» **SOURCE MATERIAL**:
* * * * * * *

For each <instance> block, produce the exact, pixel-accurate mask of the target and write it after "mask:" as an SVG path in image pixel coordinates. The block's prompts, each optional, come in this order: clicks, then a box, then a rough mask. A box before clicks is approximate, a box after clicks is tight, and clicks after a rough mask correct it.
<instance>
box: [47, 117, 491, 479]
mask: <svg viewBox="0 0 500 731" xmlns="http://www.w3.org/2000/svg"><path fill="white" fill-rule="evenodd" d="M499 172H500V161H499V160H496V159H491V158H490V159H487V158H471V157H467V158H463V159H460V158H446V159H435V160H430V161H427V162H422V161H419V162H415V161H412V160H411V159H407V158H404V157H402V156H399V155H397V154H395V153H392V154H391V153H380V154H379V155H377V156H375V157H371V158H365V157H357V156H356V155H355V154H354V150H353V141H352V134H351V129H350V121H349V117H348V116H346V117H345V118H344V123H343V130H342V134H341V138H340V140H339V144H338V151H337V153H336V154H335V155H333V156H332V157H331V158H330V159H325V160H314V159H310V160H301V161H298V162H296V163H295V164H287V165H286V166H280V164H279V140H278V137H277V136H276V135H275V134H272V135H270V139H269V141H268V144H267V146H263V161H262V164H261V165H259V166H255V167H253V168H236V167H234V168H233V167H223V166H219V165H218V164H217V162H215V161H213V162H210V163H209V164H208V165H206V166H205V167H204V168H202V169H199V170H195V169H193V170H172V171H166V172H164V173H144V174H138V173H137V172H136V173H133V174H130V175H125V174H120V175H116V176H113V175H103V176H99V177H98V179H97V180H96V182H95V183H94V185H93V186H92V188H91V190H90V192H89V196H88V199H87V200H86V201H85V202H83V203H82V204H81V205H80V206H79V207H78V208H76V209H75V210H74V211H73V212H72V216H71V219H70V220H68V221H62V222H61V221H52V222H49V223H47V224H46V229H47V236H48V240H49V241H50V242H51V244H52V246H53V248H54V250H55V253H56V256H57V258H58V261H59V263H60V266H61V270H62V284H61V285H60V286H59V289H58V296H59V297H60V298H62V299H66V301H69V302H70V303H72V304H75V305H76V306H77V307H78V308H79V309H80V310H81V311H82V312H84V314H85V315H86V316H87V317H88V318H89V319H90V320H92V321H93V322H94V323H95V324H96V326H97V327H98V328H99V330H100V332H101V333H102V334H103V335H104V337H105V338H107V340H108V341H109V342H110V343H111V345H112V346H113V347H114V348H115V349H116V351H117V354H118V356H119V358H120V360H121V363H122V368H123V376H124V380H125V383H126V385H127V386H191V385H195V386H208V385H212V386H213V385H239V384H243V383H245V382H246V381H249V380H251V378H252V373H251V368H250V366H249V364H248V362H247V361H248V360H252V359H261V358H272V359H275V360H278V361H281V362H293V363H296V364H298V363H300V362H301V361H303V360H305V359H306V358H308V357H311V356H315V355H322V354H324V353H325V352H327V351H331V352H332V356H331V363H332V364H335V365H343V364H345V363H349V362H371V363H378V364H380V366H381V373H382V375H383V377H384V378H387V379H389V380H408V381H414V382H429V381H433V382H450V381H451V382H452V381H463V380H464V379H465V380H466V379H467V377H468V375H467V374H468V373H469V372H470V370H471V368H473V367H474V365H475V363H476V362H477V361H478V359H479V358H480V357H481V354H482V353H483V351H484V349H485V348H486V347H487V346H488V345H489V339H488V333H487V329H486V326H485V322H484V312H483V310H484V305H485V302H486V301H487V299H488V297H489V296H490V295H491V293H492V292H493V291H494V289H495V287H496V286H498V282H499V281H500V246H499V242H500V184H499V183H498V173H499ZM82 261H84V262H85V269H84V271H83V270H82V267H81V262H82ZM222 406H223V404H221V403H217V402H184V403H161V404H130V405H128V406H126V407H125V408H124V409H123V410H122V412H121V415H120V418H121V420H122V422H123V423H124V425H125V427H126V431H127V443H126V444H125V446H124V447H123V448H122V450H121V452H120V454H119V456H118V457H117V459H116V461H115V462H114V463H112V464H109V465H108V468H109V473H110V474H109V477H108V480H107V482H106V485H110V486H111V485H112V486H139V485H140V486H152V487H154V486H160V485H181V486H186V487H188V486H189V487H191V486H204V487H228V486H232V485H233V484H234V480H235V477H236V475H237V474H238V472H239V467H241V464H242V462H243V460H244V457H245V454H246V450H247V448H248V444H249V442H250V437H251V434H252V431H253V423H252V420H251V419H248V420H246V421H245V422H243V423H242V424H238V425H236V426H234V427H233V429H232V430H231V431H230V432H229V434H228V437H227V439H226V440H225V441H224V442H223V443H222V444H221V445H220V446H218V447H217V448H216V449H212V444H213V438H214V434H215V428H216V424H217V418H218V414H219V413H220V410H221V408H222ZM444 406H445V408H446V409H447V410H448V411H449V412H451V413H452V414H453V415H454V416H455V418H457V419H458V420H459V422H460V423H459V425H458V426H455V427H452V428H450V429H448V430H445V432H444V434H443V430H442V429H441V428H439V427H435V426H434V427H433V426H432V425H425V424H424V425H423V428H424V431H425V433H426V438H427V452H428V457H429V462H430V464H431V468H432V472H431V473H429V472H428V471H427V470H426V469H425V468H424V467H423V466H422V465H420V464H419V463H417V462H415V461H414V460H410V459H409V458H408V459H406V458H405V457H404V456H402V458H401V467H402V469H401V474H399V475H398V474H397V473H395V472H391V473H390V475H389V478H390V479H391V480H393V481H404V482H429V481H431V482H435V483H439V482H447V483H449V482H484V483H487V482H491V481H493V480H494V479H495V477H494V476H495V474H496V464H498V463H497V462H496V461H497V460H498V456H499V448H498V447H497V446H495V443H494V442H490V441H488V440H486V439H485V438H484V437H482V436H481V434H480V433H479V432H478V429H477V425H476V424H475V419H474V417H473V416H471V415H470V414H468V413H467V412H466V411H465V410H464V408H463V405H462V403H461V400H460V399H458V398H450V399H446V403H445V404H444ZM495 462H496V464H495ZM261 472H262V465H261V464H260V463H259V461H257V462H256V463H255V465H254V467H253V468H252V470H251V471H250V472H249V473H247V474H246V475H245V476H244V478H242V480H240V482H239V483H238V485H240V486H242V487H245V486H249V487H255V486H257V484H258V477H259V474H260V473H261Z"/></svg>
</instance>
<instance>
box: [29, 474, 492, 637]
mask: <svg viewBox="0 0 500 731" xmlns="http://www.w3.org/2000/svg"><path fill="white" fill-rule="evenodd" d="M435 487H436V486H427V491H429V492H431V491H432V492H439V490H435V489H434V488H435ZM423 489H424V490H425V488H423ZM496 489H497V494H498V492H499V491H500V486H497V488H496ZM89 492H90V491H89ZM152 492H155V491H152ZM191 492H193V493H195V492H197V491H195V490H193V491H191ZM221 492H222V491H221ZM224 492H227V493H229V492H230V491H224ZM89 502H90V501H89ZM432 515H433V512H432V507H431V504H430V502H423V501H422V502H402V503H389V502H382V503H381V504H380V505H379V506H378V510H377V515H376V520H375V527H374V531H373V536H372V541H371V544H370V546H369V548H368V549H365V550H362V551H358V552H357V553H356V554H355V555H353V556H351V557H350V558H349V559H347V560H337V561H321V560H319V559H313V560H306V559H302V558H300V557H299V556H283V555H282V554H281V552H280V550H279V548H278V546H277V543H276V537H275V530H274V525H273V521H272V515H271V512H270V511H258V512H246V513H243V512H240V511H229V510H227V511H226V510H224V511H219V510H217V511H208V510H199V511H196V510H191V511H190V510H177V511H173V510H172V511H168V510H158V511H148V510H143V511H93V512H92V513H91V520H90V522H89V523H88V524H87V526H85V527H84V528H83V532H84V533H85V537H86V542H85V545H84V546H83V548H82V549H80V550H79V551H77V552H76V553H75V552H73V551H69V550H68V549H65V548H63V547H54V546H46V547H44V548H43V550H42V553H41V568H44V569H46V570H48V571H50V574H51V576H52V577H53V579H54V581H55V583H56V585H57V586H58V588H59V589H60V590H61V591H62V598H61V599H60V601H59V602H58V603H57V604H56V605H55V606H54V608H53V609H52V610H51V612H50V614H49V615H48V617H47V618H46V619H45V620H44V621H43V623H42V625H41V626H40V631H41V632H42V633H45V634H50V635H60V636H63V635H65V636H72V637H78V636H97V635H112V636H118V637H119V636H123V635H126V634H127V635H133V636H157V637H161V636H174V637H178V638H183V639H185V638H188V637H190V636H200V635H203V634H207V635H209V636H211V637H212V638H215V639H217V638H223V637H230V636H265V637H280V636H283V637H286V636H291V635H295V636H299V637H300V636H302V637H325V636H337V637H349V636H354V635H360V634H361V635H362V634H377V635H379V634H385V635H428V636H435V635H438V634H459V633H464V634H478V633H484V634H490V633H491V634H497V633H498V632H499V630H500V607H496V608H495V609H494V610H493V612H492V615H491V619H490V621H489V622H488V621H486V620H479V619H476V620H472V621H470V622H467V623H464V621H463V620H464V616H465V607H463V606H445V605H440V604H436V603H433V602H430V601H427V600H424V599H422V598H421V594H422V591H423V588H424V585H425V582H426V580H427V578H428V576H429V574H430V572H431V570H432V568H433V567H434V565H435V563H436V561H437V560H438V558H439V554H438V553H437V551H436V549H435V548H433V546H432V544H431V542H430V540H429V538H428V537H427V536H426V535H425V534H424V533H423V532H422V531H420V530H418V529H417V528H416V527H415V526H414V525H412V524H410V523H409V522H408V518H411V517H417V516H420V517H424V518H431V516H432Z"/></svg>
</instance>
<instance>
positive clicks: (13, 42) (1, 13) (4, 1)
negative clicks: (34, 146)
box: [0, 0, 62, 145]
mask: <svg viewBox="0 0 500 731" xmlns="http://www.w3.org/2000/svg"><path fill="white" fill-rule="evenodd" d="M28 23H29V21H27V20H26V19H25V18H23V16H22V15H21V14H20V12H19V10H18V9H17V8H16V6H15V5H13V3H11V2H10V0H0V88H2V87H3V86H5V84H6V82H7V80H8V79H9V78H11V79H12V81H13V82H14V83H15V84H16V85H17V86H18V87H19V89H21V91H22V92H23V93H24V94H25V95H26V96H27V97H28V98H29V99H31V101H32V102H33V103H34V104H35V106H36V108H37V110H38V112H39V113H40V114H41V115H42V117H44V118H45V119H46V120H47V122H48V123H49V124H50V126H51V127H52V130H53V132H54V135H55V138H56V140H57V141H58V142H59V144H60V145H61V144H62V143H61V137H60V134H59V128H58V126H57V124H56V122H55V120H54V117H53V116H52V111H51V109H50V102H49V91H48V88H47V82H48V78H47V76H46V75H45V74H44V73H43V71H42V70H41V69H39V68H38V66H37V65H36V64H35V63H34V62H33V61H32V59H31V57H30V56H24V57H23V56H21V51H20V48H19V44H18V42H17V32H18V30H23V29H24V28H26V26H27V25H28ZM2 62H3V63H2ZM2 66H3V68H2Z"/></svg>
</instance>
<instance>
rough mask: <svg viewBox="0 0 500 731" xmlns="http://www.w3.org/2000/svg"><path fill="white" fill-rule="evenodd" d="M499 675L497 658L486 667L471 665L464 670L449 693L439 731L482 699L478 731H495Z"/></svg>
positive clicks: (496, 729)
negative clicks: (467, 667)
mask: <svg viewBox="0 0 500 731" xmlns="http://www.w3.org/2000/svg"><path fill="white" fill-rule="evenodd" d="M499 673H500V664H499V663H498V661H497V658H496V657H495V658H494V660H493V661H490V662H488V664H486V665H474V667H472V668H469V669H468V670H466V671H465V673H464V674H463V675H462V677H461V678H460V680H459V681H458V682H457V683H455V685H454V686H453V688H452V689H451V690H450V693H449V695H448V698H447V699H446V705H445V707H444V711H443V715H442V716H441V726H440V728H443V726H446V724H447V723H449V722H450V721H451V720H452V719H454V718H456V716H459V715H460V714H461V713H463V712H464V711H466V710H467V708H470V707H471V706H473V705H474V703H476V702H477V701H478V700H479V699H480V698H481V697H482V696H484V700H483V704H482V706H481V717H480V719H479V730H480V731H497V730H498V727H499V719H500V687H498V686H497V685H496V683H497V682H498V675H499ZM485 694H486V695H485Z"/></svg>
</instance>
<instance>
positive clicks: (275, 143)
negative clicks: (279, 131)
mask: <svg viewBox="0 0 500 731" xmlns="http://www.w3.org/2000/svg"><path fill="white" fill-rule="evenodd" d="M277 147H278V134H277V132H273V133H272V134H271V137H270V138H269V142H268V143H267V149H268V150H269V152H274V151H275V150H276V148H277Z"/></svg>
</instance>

* * * * * * *

Rewrite everything from the start of the material down to the line containing "box: [47, 117, 491, 479]", putting "precise" in place of "pixel-accurate" and leaving the rest unchanged.

» **REPLY**:
For each <instance> block, produce the exact, precise mask of the target and write it after "mask:" as an SVG path in image pixel coordinates. The block's prompts, each optional, come in this order: clicks, then a box, then a rough mask. A box before clicks is approximate, a box after clicks is tight, and clicks after a rough mask correct it.
<instance>
box: [47, 117, 491, 479]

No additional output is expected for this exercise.